Énoncé du problème => Recopiez le bloc de texte ci-dessous en entier, sans en modifier un seul caractère.

Ça fait longtemps que j'ai pas parlé de contes et légendes par ici. Et comme les frimas de l'hiver naissant (paye ton climat semi-continental) me rend nostalgique des histoires au coin du feu (paye ton chauffage au bois dans la forêt), eh ben je vais vous raconter une histoire de chez moi.
(J'ai trop halluciné mais il paraît que des gens ne la connaissent pas!)
C'est l'histoire d'un garçon qui s'appelait Hansel, et de sa sœur qui s'appelait Gretel. (En fait c'est Hans et Gretchen, mais c'est les diminutifs allemands.) Mais comme j'avais dit que je vous raconterai une histoire de chez moi, je vais vous raconter l'histoire d'un garçon qui s'appelait Seppala et de sa soeur qui s'appelait Jeannala. (Joseph et Jeanne, mais avec des diminutifs cette fois-ci alsaciens.)

Entrées extraites =>
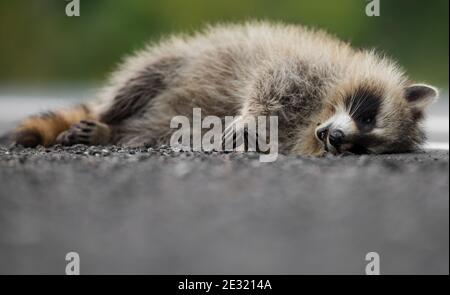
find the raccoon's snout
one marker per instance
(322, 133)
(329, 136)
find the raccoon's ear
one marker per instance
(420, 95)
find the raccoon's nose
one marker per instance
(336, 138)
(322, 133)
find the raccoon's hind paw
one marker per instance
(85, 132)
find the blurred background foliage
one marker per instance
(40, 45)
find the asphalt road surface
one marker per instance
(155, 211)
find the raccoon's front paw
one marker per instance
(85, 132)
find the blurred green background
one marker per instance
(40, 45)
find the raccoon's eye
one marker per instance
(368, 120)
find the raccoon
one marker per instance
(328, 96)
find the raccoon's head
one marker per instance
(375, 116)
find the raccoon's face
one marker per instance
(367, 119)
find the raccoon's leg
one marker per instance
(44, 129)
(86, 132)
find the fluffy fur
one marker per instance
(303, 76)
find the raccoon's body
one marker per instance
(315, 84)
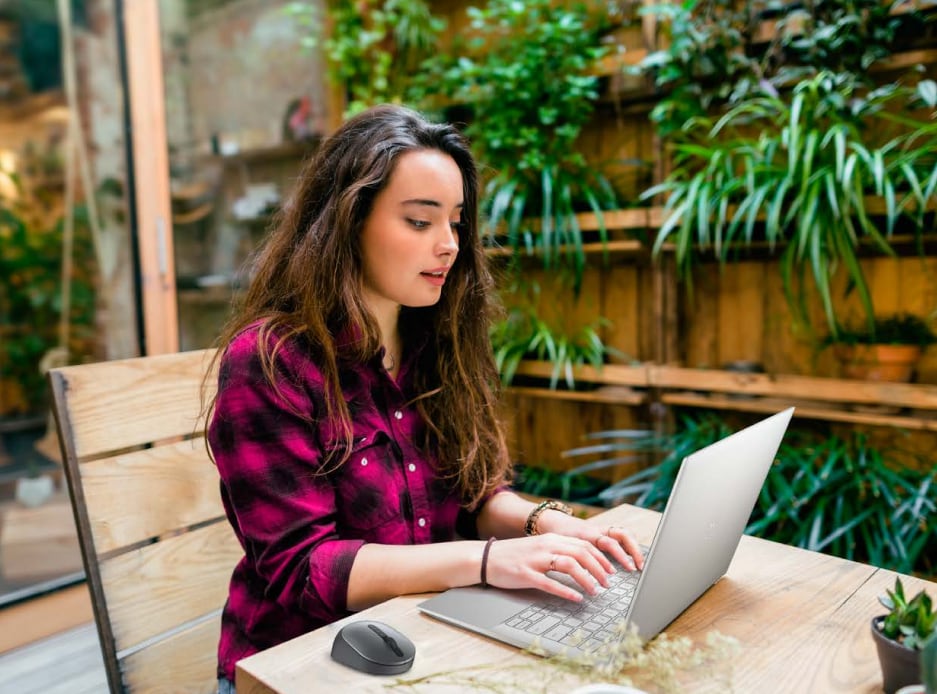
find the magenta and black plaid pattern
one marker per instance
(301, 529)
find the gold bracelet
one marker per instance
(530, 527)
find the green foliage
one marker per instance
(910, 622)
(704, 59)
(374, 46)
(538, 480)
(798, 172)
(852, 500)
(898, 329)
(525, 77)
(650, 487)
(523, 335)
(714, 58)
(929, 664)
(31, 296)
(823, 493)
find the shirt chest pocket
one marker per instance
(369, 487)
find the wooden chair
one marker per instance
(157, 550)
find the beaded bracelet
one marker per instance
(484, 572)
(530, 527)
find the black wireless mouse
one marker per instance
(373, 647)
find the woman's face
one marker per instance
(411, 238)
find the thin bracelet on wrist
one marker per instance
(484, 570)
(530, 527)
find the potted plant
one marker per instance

Résultat final =>
Ça fait longtemps que j'ai pas parlé de contes et légendes par ici. Et comme les frimas de l'hiver naissant (paye ton climat semi-continental) me rend nostalgique des histoires au coin du feu (paye ton chauffage au bois dans la forêt), eh ben je vais vous raconter une histoire de chez moi.
(J'ai trop halluciné mais il paraît que des gens ne la connaissent pas!)
C'est l'histoire d'un garçon qui s'appelait Hansel, et de sa sœur qui s'appelait Gretel. (En fait c'est Hans et Gretchen, mais c'est les diminutifs allemands.) Mais comme j'avais dit que je vous raconterai une histoire de chez moi, je vais vous raconter l'histoire d'un garçon qui s'appelait Seppala et de sa soeur qui s'appelait Jeannala. (Joseph et Jeanne, mais avec des diminutifs cette fois-ci alsaciens.)